→ WHAT IS REQUIRED:
Answer these from the agreement excerpt below:
1. Under which agreement has Party B created a security interest on its equity interests in Party C?
2. For what period is the agreement valid once the Parties execute it?
3. At what price must Party C sell its assets to Party A if Party C is dissolved or liquidated as required by PRC law?
═════ SELECTED EXTRACT
3.3 | Party B has good and marketable title to the equity interests owned by it in Party C. Party B has not created any security interest on such equity interests other than pursuant to Party B's Share Pledge Agreement; |
3.4 | Party C has good and marketable title to all of its assets and has not created any security interest on the said assets; |
3.5 | Party C has no outstanding indebtedness other than (i) those incurred in the ordinary course of business; and (ii) those which have been disclosed to and consented to in writing by Party A; |
3.6 | If Party C is dissolved or liquidated as required by PRC law, Party C shall, to the extent permitted by PRC law and at the lowest price permitted by PRC law, sell all of its assets to Party A or any other eligible party designated by Party A. Party C shall, to the extent applicable under PRC law then in effect, waive any payment obligations of Party A or its designated eligible party arising therefrom; or any proceeds arising from such transaction shall, to the extent applicable under PRC law then in effect, be paid to Party A or its designated eligible party as part of the service fee under the Exclusive Business Cooperation Agreement; |
3.7 | Party C will comply with all PRC laws and regulations applicable to asset acquisitions; and |
3.8 | There are no pending or threatened litigation, arbitration or administrative proceedings in relation to the equity interests in Party C, the assets of Party C or Party C itself. |
4. | Effective Date |
This Agreement shall become effective as of the date of its execution by the Parties and shall be valid for a period of 10 years, renewable at the option of Party A. If Party A fails to confirm the renewal of this Agreement upon its expiration, this Agreement shall be automatically renewed until Party A delivers a confirmation letter determining the renewal period of this Agreement.
══════════
═════ PROVIDED INFORMATION
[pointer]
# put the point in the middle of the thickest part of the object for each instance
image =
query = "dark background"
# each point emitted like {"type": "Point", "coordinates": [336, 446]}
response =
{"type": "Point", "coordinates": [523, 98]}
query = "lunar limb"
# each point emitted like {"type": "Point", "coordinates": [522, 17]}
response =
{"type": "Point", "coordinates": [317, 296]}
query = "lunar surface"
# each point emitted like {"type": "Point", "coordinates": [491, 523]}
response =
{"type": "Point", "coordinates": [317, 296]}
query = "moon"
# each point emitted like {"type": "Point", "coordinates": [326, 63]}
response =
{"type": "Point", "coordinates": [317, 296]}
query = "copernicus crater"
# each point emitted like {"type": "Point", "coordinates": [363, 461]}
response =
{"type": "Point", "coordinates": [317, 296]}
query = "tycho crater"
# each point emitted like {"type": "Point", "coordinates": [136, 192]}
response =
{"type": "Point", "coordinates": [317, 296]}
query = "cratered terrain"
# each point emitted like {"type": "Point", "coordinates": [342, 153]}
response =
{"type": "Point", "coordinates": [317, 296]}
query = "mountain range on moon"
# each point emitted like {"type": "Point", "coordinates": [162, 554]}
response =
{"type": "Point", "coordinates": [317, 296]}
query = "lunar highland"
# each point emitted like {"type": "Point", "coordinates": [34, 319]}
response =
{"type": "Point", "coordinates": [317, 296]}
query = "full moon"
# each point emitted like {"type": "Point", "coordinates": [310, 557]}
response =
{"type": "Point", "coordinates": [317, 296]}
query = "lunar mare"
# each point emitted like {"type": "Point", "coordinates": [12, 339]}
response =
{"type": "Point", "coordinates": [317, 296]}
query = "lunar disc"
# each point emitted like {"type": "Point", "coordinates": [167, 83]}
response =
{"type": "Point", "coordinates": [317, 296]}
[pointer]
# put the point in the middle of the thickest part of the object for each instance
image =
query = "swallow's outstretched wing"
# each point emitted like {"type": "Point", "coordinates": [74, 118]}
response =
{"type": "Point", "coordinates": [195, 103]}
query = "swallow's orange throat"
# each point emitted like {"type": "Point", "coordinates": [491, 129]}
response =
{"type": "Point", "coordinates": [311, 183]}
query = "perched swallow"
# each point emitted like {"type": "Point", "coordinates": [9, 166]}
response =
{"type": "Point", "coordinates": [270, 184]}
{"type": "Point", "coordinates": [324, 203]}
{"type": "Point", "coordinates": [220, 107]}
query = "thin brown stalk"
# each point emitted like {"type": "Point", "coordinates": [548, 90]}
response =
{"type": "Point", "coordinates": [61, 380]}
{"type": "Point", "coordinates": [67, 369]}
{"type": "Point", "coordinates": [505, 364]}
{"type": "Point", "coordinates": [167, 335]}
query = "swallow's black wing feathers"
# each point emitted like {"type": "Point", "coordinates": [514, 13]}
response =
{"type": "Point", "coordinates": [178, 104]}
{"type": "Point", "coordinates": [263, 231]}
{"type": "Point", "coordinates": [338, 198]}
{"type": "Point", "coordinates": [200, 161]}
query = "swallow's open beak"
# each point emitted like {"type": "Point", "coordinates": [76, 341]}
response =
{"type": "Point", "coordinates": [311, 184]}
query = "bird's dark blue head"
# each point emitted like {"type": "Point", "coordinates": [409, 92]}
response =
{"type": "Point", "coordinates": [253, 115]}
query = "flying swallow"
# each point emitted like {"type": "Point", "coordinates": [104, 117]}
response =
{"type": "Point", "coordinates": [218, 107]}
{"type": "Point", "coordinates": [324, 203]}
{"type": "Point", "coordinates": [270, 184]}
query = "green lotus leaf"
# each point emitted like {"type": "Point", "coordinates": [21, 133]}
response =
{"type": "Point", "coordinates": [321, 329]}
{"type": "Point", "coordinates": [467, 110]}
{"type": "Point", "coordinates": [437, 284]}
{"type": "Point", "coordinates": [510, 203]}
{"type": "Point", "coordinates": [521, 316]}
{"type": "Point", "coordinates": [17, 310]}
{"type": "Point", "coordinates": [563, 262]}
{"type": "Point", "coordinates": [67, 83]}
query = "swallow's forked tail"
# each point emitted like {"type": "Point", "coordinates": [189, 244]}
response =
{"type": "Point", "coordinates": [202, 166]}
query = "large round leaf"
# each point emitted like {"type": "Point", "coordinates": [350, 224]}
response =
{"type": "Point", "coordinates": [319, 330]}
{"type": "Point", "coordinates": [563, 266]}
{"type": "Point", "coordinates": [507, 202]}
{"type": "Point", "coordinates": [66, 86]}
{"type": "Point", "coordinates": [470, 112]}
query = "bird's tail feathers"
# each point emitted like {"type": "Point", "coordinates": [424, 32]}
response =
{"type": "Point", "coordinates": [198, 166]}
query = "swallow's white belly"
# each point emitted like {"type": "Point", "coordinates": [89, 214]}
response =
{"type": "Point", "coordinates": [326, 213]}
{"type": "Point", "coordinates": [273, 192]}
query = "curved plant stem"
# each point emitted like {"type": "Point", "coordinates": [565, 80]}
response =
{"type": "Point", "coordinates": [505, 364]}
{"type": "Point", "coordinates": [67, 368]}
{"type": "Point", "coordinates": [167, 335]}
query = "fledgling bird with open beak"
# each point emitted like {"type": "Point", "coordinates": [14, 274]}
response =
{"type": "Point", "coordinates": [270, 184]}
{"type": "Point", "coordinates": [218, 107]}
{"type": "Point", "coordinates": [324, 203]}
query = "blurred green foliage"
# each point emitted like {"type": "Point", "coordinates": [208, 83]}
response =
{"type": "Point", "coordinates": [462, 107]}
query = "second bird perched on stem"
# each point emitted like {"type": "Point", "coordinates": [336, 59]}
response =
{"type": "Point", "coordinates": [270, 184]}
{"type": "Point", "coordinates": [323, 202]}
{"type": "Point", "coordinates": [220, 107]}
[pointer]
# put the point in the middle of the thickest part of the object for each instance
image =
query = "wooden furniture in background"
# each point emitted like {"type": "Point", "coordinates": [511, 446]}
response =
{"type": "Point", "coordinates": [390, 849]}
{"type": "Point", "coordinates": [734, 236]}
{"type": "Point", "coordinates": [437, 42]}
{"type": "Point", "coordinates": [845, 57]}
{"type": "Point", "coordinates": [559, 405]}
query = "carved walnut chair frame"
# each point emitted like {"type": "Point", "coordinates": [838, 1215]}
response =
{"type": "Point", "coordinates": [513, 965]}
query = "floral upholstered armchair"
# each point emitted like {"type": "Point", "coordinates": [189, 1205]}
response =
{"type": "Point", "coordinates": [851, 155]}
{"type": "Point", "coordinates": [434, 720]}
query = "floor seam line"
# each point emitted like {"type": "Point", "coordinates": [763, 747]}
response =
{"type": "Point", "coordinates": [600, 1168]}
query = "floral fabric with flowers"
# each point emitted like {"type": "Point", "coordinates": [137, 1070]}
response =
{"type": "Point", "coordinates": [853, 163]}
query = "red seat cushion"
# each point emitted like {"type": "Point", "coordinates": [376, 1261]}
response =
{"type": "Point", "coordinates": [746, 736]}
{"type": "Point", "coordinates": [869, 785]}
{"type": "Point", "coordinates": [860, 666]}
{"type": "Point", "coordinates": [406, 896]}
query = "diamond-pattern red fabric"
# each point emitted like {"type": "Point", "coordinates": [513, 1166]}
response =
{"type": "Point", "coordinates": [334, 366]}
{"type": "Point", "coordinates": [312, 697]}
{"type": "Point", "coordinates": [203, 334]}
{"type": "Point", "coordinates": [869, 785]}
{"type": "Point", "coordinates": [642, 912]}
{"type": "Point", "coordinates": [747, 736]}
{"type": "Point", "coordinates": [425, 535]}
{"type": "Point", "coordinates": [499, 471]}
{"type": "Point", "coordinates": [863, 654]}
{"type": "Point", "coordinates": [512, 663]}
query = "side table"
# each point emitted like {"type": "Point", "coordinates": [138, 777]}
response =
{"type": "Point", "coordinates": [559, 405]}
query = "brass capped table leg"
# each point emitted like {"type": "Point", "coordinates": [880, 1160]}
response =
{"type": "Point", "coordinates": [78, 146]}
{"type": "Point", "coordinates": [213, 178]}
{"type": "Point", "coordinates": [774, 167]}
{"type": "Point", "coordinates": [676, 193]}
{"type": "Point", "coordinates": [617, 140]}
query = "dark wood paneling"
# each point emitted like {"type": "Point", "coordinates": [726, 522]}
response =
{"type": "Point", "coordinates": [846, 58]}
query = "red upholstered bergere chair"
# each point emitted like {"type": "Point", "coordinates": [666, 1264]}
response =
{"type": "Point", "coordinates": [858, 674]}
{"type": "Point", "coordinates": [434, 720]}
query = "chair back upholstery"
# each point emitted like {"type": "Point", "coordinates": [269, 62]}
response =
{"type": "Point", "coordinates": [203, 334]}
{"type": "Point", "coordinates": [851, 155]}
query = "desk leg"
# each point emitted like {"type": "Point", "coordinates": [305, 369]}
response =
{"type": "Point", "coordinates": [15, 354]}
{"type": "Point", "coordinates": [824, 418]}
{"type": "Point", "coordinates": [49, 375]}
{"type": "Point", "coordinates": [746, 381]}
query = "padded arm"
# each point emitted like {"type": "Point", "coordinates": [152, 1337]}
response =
══════════
→ THE REPLY:
1. Party B's Share Pledge Agreement.
2. 10 years, renewable at the option of Party A.
3. The lowest price permitted by PRC law.